TEXT PROVIDED:
☆ ☆ ☆ ☆ ☆ ☆ ☆

LostRuins / koboldcpp

Run GGUF models easily with a KoboldAI UI. One File. Zero Install.
https://github.com/lostruins/koboldcpp
GNU Affero General Public License v3.0
4.66k stars 334 forks source link

Cannot load model with weird error (access violation reading 0x0000000000000070) #714

Closed zuGROB closed 5 months ago

zuGROB commented 5 months ago

So, nothing, absolutely nothing is using any of my GPUs, and somehow it says "allocating 18390.70 MiB on device 0: cudaMalloc failed: out of memory"

I have two cards in my system, 3090 and Tesla P40, and this error happens on both cards. Interestingly enough, it won't happen after reboot, but it's kinda infuriating at some point.

☆ ☆ ☆ ☆ ☆ ☆ ☆

AVAILABLE DATA:
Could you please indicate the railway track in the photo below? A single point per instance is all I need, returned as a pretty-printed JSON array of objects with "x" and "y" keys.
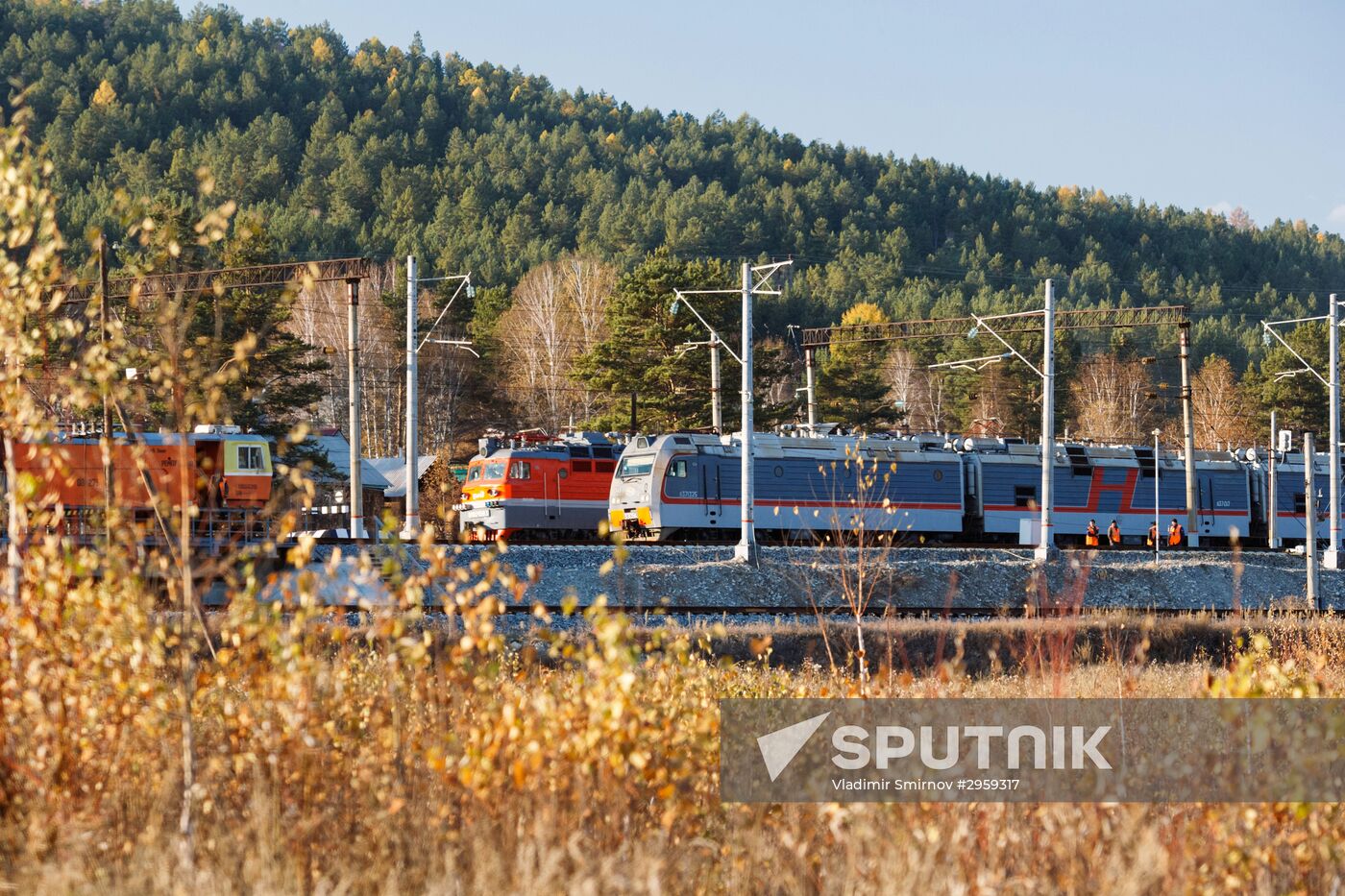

☆ ☆ ☆ ☆ ☆ ☆ ☆

SET PROBLEM A: From the koboldcpp issue above, reproduce the passage between "Cannot load model" and "at some point.", inclusive.
SET PROBLEM B: According to the koboldcpp issue, which two graphics cards are installed in the poster's system?

RESULT A:
Cannot load model with weird error (access violation reading 0x0000000000000070) #714

Closed zuGROB closed 5 months ago

zuGROB commented 5 months ago

So, nothing, absolutely nothing is using any of my GPUs, and somehow it says "allocating 18390.70 MiB on device 0: cudaMalloc failed: out of memory"

I have two cards in my system, 3090 and Tesla P40, and this error happens on both cards. Interestingly enough, it won't happen after reboot, but it's kinda infuriating at some point.

RESULT B: A 3090 and a Tesla P40.